## BEGIN Data entries

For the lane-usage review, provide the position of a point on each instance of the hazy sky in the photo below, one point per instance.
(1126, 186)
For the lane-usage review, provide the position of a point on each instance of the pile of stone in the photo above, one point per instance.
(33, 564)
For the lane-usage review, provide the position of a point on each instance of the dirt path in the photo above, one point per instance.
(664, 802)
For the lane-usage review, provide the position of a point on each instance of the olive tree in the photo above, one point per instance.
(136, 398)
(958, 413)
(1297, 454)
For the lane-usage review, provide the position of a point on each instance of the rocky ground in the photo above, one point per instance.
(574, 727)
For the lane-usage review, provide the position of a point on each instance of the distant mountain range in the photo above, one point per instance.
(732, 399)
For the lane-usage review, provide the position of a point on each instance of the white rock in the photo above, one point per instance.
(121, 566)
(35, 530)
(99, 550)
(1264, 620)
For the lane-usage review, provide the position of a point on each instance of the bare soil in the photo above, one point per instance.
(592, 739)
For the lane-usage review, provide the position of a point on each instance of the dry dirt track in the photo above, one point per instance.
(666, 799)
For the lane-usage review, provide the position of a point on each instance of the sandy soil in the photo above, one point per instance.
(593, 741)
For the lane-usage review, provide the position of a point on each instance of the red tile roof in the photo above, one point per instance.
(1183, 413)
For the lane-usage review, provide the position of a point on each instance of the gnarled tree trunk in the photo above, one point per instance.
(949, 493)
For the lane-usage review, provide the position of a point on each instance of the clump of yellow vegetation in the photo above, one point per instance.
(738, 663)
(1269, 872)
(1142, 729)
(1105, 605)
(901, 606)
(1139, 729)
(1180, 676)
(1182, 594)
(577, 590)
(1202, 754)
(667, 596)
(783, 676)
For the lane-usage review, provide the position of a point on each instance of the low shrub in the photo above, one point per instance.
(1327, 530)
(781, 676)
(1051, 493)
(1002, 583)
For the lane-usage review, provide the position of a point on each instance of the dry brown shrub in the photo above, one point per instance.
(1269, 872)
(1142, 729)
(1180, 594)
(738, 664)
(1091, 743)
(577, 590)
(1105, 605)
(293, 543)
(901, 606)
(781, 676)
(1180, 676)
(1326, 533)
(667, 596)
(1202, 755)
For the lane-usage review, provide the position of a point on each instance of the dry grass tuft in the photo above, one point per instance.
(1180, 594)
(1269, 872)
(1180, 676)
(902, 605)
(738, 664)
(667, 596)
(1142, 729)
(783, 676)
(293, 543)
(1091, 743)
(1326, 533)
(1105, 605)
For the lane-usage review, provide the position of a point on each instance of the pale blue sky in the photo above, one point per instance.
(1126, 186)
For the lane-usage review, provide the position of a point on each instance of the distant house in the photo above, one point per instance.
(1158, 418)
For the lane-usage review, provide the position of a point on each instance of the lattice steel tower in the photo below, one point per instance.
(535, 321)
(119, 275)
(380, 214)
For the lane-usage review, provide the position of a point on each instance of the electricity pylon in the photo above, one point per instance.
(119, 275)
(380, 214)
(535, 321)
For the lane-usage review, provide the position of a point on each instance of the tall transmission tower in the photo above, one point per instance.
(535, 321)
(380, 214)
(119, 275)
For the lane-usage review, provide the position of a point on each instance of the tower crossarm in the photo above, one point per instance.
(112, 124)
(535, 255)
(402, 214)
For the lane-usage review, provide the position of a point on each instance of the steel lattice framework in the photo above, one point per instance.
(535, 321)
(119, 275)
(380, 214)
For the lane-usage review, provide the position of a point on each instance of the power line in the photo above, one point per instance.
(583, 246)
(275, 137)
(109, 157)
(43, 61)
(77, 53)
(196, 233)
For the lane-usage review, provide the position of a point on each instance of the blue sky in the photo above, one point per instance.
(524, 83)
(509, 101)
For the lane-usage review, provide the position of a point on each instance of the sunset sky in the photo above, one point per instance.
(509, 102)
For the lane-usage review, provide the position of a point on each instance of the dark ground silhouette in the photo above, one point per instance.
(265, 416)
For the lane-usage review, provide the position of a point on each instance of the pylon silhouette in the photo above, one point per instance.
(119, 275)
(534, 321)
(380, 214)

## END Data entries

- _Work to do_
Copy all of the entries above word for word, in the same order.

- _Completed exercise_
For the lane-usage review, provide the position of a point on each instance of the hazy sky in the photo below, one point per instance.
(1126, 186)
For the lane-usage review, provide the position of a point on each instance of the pile of stone in the photo above, one point per instance.
(33, 564)
For the lane-usage review, provide the position of a point on each instance of the dirt path in the photo above, one point per instance.
(664, 802)
For the lane-usage review, provide the position of a point on each instance of the olive tree in the photo above, one point per instance.
(136, 398)
(958, 413)
(1297, 454)
For the lane-usage review, provide the position of a point on each instance of the rocky ground in the photo above, one point per instance.
(574, 727)
For the lane-usage review, provide the position of a point on each instance of the distant mountain range in the photo above, one point per instance.
(732, 399)
For the lane-usage review, provide the position of a point on each instance of the white rock in the photo above, one point per instance.
(121, 566)
(35, 530)
(99, 550)
(1264, 620)
For the lane-usage review, provide the position of a point on each instance of the bare soil in the photo above, one point per instance.
(592, 739)
For the lane-usage review, provide the position of a point on each instance of the dry dirt track in the photo above, one point per instance.
(666, 799)
For the lane-usage review, provide the position of a point on each instance of the sandy soil in the photo above, one point per instance.
(593, 741)
For the lane-usage review, provide the position of a point on each instance of the red tile roof in the photo above, one point per instance.
(1183, 413)
For the lane-usage review, provide the position of a point on each instance of the gnarled tree trunk in the photo above, one point per instance.
(949, 493)
For the lane-usage review, provide the position of a point on each instance of the clump of yellow vegetation in the photo above, one point per instance.
(738, 663)
(1269, 872)
(1142, 729)
(1105, 605)
(901, 606)
(1139, 729)
(1180, 676)
(1182, 594)
(577, 590)
(1202, 754)
(667, 596)
(783, 676)
For the lane-usage review, provide the position of a point on each instance of the low shrub in the photo above, one point per instance.
(1327, 530)
(781, 676)
(1051, 493)
(1002, 583)
For the lane-usage review, provide the position of a point on each instance of the dry brown shrub in the photo above, one point per instance.
(1269, 872)
(1142, 729)
(1180, 594)
(738, 664)
(1091, 743)
(577, 590)
(1105, 605)
(293, 543)
(901, 606)
(781, 676)
(1180, 676)
(1326, 533)
(667, 596)
(1202, 755)
For the lane-usage review, provide the position of a point on each instance of the dry grass tuft in the photo above, one point per instance.
(1180, 594)
(1269, 872)
(1180, 676)
(902, 605)
(738, 664)
(667, 596)
(1142, 729)
(783, 676)
(293, 543)
(1091, 743)
(1326, 533)
(1105, 605)
For the lane-usage review, provide the position of a point on each instance of the pale blue sky in the photo above, one point per instance.
(1126, 186)
For the lane-usage review, provide the position of a point on each instance of the distant house in the photo above, one point per instance.
(1158, 418)
For the lane-usage review, provide the position of a point on each instance of the lattice steel tower in the photo below, one point per instance.
(535, 321)
(119, 275)
(380, 214)
For the lane-usage review, provide the position of a point on each instance of the electricity pylon in the photo above, one point per instance.
(119, 275)
(380, 214)
(535, 321)
For the lane-usage review, provide the position of a point on each instance of the tall transmission tower in the photo above, one point per instance.
(535, 321)
(380, 214)
(119, 275)
For the lane-usage review, provide the position of a point on each instance of the tower crossarm in the photo above, one point per instance.
(112, 124)
(535, 255)
(402, 214)
For the lane-usage review, provide the position of a point on each instance of the steel lattice framework in the photo above, one point per instance.
(535, 321)
(119, 275)
(380, 214)
For the lane-usage review, provide the position of a point on each instance of the power line in the photo above, one point per instance.
(583, 246)
(275, 137)
(109, 157)
(43, 61)
(77, 53)
(196, 233)
For the lane-usage review, provide the position of a point on each instance of the blue sky in the photo above, one point per instance.
(524, 83)
(509, 101)
For the lane-usage review, provide the position of a point on each instance of the sunset sky in the photo above, one point per instance.
(509, 102)
For the lane-usage review, provide the position of a point on each instance of the dark ground silhouette in the photo above, one point per instance.
(265, 416)
For the lane-usage review, provide the position of a point on each instance of the pylon silhouette in the photo above, one point per instance.
(119, 275)
(534, 321)
(380, 214)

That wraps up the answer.